-- start Records to use --
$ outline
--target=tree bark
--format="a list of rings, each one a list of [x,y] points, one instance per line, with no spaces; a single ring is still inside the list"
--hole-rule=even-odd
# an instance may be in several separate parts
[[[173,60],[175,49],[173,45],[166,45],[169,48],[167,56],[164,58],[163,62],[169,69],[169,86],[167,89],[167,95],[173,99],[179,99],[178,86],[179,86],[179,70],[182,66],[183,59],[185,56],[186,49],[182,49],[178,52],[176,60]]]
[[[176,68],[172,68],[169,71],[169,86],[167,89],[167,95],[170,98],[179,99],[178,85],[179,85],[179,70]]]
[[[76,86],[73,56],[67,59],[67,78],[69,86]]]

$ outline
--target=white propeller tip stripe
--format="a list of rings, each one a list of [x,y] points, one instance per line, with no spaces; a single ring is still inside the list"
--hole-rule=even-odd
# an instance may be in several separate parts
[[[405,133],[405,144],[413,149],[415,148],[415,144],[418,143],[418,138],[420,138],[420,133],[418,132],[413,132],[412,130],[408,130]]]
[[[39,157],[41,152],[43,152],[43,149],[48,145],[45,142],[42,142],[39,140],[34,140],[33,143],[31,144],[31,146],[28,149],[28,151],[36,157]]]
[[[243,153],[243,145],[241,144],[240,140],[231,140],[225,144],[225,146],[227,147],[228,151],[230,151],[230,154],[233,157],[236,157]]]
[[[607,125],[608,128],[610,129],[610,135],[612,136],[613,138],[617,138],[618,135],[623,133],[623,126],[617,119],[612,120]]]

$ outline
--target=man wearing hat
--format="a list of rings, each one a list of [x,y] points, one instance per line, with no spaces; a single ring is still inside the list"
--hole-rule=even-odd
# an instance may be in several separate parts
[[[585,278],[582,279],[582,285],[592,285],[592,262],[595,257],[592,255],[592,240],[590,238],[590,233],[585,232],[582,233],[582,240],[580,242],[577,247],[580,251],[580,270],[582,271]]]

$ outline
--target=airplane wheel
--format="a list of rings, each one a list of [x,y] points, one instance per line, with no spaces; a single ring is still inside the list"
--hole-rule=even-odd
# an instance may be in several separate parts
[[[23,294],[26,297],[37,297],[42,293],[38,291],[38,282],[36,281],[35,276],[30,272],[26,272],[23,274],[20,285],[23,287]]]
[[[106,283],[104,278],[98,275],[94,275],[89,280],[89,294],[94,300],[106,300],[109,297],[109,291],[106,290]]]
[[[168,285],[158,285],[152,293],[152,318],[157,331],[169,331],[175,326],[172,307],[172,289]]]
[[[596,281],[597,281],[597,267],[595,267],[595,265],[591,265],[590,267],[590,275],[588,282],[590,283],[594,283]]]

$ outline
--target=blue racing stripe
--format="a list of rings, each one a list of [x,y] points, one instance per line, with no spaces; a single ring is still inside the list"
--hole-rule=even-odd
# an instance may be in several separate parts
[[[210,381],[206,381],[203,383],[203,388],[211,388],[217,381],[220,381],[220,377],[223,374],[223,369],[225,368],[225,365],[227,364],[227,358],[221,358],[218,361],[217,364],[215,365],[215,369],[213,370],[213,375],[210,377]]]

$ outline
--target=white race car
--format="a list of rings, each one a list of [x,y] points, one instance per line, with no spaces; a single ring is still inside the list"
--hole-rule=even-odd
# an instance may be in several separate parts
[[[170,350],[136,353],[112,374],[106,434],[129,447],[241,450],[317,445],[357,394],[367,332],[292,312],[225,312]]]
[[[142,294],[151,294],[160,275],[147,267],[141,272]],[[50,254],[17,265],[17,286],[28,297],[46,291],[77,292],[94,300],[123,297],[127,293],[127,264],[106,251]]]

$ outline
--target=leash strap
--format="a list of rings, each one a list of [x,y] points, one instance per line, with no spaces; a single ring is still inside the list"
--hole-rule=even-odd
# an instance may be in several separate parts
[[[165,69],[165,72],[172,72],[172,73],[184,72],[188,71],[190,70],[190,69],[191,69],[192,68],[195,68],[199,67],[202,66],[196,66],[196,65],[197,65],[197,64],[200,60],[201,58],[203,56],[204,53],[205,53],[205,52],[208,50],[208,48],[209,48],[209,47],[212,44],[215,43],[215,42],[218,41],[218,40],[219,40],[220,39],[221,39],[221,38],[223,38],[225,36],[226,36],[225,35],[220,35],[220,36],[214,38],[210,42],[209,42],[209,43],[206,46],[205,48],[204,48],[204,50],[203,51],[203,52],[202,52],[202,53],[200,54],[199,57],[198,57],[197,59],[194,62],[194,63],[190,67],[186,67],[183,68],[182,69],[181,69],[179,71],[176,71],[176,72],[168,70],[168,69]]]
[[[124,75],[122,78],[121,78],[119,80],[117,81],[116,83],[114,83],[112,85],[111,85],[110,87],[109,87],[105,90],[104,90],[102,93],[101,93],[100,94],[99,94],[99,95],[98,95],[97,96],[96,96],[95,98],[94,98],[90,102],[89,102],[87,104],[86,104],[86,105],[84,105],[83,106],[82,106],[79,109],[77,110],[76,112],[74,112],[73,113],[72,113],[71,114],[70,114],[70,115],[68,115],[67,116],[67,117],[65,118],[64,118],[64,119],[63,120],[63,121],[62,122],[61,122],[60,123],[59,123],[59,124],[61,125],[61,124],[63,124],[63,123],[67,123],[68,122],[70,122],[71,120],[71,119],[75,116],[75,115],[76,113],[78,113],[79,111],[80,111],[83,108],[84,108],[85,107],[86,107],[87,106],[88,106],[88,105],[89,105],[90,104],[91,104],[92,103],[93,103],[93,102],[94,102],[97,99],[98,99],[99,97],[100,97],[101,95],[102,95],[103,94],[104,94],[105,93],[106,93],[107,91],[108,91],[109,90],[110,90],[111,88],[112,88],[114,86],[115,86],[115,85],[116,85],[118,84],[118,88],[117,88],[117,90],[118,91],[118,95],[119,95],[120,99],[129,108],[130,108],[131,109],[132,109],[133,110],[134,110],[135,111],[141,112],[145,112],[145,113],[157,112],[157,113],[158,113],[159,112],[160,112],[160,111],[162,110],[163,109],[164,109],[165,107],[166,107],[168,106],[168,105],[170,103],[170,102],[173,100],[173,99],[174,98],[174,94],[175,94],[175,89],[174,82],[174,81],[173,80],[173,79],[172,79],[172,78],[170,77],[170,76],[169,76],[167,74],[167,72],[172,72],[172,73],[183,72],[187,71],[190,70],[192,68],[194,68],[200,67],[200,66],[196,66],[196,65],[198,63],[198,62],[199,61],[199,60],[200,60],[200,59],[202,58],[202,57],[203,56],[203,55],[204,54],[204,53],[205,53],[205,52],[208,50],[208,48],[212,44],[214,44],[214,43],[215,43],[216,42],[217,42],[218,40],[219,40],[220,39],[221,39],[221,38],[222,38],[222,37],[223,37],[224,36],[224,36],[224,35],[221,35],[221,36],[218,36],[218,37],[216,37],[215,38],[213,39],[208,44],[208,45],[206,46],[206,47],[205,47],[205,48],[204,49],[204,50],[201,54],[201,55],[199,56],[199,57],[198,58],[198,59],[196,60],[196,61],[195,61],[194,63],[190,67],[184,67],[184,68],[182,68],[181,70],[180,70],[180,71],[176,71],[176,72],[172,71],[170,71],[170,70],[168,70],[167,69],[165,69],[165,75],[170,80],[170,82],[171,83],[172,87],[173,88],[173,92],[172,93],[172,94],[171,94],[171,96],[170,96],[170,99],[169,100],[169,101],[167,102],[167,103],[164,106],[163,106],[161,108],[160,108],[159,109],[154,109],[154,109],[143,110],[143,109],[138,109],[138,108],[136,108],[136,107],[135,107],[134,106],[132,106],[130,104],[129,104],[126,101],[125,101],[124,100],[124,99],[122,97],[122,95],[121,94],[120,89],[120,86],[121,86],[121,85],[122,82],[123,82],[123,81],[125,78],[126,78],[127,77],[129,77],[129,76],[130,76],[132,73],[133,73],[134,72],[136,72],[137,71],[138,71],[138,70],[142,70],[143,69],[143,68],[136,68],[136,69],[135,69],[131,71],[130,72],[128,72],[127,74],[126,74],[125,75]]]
-- end Records to use --
**Given request**
Reproduce the rows verbatim from their first line through the line that contains "[[[76,86],[73,56],[67,59],[67,78],[69,86]]]", with both ends included.

**Result of the exercise**
$ outline
--target=tree bark
--format="a list of rings, each one a list of [x,y] points, one instance per line, with no spaces; a single ring is still inside the list"
--hole-rule=even-odd
# an instance may be in several separate parts
[[[173,60],[175,49],[173,45],[166,45],[169,48],[167,56],[164,58],[163,62],[169,69],[169,86],[167,89],[167,95],[173,99],[179,99],[178,86],[179,86],[179,70],[182,66],[183,59],[185,56],[186,49],[182,49],[178,52],[176,60]]]
[[[176,68],[172,68],[169,71],[169,86],[167,89],[167,95],[170,98],[179,99],[178,85],[179,85],[179,70]]]
[[[76,86],[73,56],[67,59],[67,78],[69,86]]]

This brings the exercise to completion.